_Tarea a_
Ordena como una lista JSON de cadenas el tramo de las entradas que va desde la línea que contiene "TARGET: hat band reading stop brexit" hasta el final de las entradas, ambos extremos incluidos. Cada línea debe ser una cadena, y las líneas en blanco se omiten.

_Texto proporcionado_
Carátula de uno de los populares discos de Julio Jaramillo- el que dio su apellido al perro de mi hermana- (Imagen tomada de Internet) |
Los hay de toda clase y pelaje-o sin pelo- y se dejan llevar
más que nada por sus instintos. Algunos decididamente no me gustan. A muchos
les temo por su ferocidad, y no considero que puedan ser domésticos, es decir
aptos para vivir conmigo en una misma casa. Tampoco considero a ninguno como mascota; si vive con personas
indudablemente los dueños tendrán que inculcarle buenas costumbres.
Generalmente, responden a sus dueños, y exhiben lo que son ellos. Sin palabras,
hablan de su educación, de sus modales y de sus horarios.
De la misma manera que los seres humanos nos buscamos unos a
otros y congeniamos sí o no de acuerdo a nuestras afinidades o divergencias,
también ocurre algo similar en el terreno de entendernos con los otros
animales. No debemos olvidarnos de que, aunque nos creamos superiores, somos ni
más ni menos que animales, supuestamente racionales. Hasta por ahí nomás. ¿No?
Basta con echar un vistazo a “cómo está el mundo” para darnos cuenta de que
prevalece cualquier cosa menos lo que realmente debería importar: la armonía y
la comprensión.
Hace muchos años, una de mis hermanas apareció con un
pequeño cachorro en una caja de zapatos. Tuvo que insistir mucho para obtener
el permiso para quedarse con él porque mi padre decía que iba a ser muy grande.
Al final, triunfó la insistencia de la porfiada niña. Le pusimos de nombre
“Jaramillo”- el apellido de un cantante melódico que estaba de moda-. Con el
tiempo Jaramillo se convirtió en una bestia descomunal que comía por tres,
rompía todas las cadenas y se escapaba. Su mayor diversión consistía en voltear
viejas. No las mordía, únicamente las empujaba con su corpachón y las tumbaba.
Al poco tiempo, mi padre se lo dio a un quintero amigo que necesitaba un perro
guardián- con su acostumbrada sinceridad, le informó a mi hermana que el
Jaramillo había crecido mucho y que necesitaba espacio para ser feliz, nuestra
casa no era un lugar adecuado para él, sufría y se escapaba porque sufría-. Mi
hermana se quedó muy triste pero comprendió.
Yo nunca tuve un perro. No me gustan y yo a ellos, tampoco.
Es-y no hay dudas- cuestión de piel. Los huelo, les veo los colmillos, el pelo
erizado y no preciso más. Tampoco ellos. Nos repelemos visceralmente. No sé
porqué. Como tampoco sé porqué no me
gusta el arroz con leche. Se sabe que en cuestión de gustos, hay variedades
infinitas, tanto en cuestión de animales como de personas. Todas hemos
experimentado alguna vez en la vida la sensación de que ese mozo era el de
nuestros sueños, y bastó un simple rozar de manos o un beso para saber que no. Que no era el
de nuestros sueños. Y no encontramos
explicación posible. Como tampoco la hay cuando nos gusta. En fin. Yo sé que me
entienden.

_Listado de datos_
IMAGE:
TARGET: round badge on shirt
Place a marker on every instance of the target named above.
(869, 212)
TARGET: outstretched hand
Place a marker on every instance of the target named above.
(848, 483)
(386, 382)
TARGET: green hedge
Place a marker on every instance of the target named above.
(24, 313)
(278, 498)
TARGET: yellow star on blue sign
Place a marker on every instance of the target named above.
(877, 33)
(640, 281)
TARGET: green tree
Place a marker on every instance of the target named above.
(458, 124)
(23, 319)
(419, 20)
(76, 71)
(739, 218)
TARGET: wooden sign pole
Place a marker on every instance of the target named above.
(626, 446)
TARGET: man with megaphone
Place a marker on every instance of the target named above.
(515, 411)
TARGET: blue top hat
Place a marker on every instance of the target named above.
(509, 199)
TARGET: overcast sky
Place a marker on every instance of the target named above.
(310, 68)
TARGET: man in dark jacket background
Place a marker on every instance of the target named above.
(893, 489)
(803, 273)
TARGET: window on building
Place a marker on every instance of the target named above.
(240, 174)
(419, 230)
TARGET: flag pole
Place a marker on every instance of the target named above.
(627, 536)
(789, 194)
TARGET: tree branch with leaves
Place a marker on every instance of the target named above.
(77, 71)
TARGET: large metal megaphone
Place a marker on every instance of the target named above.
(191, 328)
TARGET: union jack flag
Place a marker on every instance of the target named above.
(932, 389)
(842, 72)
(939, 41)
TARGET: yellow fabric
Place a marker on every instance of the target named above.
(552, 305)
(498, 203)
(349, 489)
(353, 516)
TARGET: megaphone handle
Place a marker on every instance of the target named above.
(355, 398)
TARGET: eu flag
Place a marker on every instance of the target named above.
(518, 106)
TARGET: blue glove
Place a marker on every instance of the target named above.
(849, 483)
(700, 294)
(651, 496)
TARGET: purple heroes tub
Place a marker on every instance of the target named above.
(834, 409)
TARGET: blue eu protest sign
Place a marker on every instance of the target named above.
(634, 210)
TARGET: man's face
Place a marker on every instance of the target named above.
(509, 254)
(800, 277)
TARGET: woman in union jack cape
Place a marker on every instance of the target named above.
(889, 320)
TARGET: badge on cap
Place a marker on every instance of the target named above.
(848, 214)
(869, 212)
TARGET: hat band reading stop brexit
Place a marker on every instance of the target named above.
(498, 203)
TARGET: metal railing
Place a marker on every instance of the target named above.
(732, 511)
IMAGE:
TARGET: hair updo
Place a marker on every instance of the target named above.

_Tarea b_
Según el texto proporcionado, ¿qué nombre le pusieron al cachorro que trajo la hermana en una caja de zapatos?

_Respuesta completa a_
[
  "TARGET: hat band reading stop brexit",
  "Place a marker on every instance of the target named above.",
  "(498, 203)",
  "TARGET: metal railing",
  "Place a marker on every instance of the target named above.",
  "(732, 511)",
  "IMAGE:",
  "TARGET: hair updo",
  "Place a marker on every instance of the target named above."
]

_Respuesta completa b_
Le pusieron Jaramillo.